[Task requirements]
1 - Rewrite the paragraph that begins "Besides, are you really claiming" from the text on Adam and Eve and animal suffering below as a short bulleted list that keeps its main points.
2 - Answer these questions from the text on Adam and Eve and animal suffering below:
(a) Who said that we can know God's attributes by the things he created?
(b) Was that speaker talking about the past or the present?
(c) According to the text, what did Adam and Eve eat?
3 - Pick up the text on Adam and Eve and animal suffering below after its last sentence and continue it for one paragraph.

[Document excerpt]

##########

Oh sure it's convenient to say that this is all the result of Adam and Eve eating the forbidden fruit, but that doesn't resolve the issue. Paul wasn't talking about thousands of years in the past, he was talking about the present. And he clearly said that we can know God's attributes by the things he created, as they are seen today. If that's the case, arguing that the earth is in some kind of "fallen" state does not solve the problem.

Besides, are you really claiming that Adam and Eve forced God to create this hostile and horrifying animal kingdom? Isn't God all-powerful? Apparently because Adam and Eve ate some fruit, God had no choice but to inflict pain and suffering on the entire animal kingdom and all their descendants from that point onwards. Really? But it was totally Adam and Eve's fault. Again, really? Didn't God know well in advance that this would happen, and yet he did nothing to stop it? Didn't he create the initial conditions that led to this happening, and knew all along that it would? Isn't that what the Bible says?

##########

[Supplied material]
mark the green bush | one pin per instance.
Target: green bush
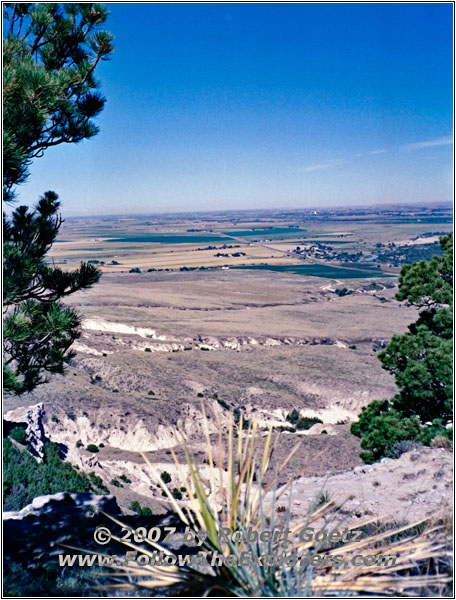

##########

[Task-by-task results]
1 -
- It questions the claim that Adam and Eve forced God to create a hostile and horrifying animal kingdom.
- If God is all-powerful, it is hard to believe that eating some fruit left him no choice but to bring pain and suffering on all animals and their descendants.
- It rejects the idea that this was entirely Adam and Eve's fault.
- God knew well in advance that it would happen and did nothing to stop it.
- God created the starting conditions that led to it, knowing all along what would follow, which it says is what the Bible teaches.

2 -
(a) Paul.
(b) The present.
(c) The forbidden fruit.

3 -
Of course most Christadelphians will claim that Adam and Eve had "free will" (whatever that means) and think that is a reasonable answer. It isn't. Free will or not, the Bible admits that humans were created with natural lusts and that the circumstances that Adam and Eve were placed in would engage those lusts and lead to a natural conclusion. It doesn't take a god to see the likely outcome. Just put chocolate in front of a toddler, tell them not to eat it, and leave the room. It also doesn't take a god to see that there are so many ways this scenario could have been avoided.

Meanwhile, the story is actually so simple that it is obvious it was written for a theological purpose. It reads exactly like a fairy tale, designed to explain the reason for all the suffering in the world. The real story behind this is that the writers of the bible were aware that the "problem of evil" (as it is more commonly known) required an explanation. If anything, it is an acknowledgement that what we see in nature does not reconcile with the god they believed in. Thus the "garden of Eden" story was born to try to explain why.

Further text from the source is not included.